(Data items)
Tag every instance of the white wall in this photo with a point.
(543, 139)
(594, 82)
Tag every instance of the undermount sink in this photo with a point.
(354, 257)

_Aim of the task_
All of the data must be set down again exactly.

_Answer for the task_
Tag every instance of the white wall in this photo with a point.
(543, 139)
(594, 82)
Tag every instance of the undermount sink in this photo with a point.
(354, 257)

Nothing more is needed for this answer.